### [Information supplied]
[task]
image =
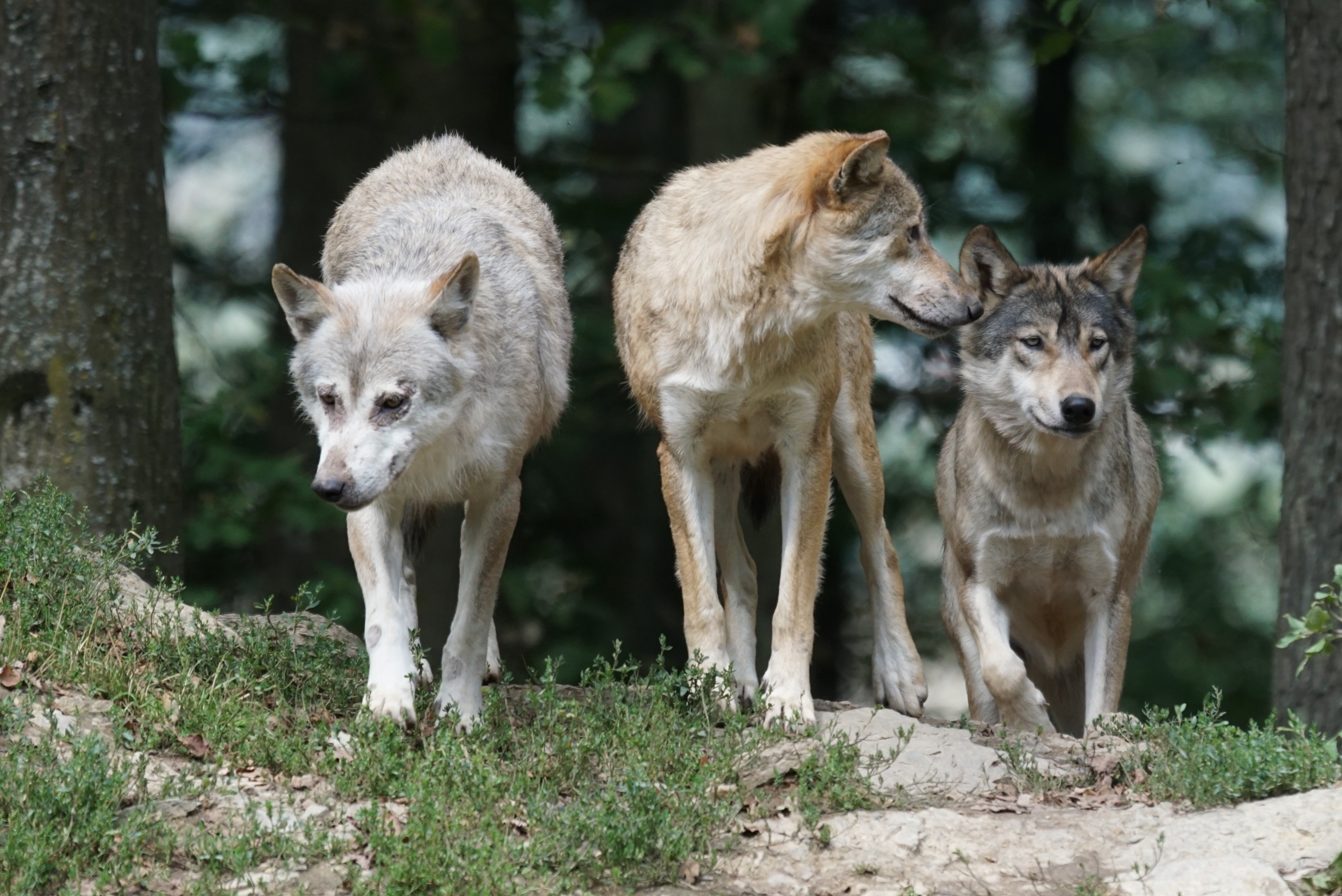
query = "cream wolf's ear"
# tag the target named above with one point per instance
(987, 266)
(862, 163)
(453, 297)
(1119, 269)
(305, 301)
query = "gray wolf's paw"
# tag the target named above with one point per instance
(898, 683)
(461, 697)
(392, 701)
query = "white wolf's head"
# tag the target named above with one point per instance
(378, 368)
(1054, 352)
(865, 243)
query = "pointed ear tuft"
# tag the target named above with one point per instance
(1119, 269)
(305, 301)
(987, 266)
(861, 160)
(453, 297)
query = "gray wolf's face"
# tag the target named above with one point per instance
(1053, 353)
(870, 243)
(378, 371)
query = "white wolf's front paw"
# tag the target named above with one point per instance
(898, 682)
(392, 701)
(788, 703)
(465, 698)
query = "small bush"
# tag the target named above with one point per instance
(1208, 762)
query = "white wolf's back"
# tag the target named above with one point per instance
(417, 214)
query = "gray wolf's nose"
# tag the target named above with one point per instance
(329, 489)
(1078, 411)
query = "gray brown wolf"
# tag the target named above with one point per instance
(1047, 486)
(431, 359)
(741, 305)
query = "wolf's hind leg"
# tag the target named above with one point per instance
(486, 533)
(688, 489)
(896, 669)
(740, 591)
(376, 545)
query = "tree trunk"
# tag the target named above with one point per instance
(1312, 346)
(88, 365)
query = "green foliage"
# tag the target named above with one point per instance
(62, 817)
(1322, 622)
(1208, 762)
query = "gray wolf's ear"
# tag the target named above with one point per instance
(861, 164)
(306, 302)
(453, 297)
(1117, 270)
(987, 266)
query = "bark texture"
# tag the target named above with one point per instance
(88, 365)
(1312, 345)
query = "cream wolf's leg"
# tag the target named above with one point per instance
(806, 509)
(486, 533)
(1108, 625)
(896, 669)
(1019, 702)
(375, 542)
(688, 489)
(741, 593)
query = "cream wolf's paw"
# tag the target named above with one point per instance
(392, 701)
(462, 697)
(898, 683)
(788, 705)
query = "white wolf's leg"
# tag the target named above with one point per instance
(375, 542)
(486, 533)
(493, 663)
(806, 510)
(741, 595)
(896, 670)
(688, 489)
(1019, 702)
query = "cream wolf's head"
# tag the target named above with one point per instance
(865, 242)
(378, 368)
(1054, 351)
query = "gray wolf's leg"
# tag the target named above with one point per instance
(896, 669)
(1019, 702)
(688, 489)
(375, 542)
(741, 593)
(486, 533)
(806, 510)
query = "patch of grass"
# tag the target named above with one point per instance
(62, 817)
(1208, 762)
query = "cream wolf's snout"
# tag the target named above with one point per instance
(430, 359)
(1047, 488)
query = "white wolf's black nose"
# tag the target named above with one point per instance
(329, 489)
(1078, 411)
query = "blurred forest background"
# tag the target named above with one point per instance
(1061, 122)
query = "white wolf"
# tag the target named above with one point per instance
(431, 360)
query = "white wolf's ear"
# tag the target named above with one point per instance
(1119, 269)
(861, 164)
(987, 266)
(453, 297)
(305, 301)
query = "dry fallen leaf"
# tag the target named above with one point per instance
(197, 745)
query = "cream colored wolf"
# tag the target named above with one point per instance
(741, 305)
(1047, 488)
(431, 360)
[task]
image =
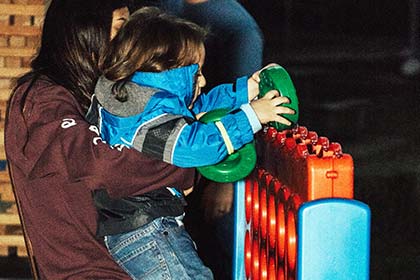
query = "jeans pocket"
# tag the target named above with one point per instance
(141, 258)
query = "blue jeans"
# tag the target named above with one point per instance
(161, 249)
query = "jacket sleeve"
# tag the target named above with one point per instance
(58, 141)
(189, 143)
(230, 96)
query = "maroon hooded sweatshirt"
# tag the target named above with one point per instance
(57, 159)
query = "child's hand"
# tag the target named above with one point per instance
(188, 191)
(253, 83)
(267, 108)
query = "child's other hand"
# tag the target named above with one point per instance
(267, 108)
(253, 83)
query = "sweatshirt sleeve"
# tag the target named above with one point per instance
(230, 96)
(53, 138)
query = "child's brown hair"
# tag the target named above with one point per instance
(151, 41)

* * *

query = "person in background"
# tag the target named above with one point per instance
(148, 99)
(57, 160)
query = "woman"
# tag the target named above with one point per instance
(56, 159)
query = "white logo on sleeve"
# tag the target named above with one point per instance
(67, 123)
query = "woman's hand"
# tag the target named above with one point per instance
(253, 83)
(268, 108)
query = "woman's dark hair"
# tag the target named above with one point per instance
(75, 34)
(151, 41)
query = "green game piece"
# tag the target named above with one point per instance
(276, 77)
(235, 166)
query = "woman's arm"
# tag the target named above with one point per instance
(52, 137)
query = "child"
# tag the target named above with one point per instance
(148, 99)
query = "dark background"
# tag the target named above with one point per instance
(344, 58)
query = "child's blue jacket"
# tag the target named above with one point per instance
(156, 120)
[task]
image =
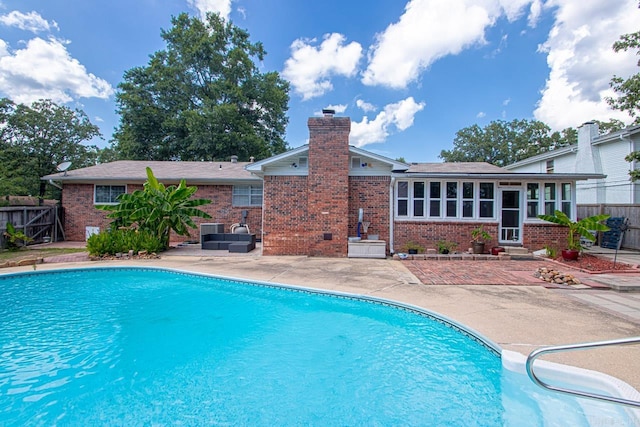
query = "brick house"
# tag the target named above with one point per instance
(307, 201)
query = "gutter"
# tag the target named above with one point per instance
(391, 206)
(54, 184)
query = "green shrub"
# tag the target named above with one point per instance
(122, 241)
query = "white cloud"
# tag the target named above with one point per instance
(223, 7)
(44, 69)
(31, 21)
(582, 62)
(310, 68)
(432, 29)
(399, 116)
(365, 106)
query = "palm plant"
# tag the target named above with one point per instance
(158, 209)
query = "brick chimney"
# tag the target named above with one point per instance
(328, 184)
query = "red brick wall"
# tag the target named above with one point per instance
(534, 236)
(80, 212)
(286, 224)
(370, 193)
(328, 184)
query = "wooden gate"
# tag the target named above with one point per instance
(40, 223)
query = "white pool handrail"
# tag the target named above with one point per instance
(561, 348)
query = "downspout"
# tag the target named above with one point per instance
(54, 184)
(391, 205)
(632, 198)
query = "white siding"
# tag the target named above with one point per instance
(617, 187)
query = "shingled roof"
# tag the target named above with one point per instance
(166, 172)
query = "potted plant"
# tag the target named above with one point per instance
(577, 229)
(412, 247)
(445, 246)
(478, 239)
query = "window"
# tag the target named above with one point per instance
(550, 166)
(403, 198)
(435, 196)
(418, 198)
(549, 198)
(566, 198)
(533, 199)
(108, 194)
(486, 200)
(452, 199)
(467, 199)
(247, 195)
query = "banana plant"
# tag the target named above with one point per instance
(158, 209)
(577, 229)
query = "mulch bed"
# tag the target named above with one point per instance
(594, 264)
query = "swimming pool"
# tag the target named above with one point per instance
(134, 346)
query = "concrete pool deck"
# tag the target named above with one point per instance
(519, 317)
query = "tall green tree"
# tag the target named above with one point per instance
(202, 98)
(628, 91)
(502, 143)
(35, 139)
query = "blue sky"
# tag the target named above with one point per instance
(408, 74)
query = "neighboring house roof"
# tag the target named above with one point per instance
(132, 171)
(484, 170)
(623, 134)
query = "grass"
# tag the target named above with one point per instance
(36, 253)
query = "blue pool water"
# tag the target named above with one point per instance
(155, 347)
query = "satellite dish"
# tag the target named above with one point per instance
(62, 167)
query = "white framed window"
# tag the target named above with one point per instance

### [What to work on]
Count the lines of the records that contain the string "plant", treating uppercase and lowercase as different, and reply with the number only.

### [Right answer]
3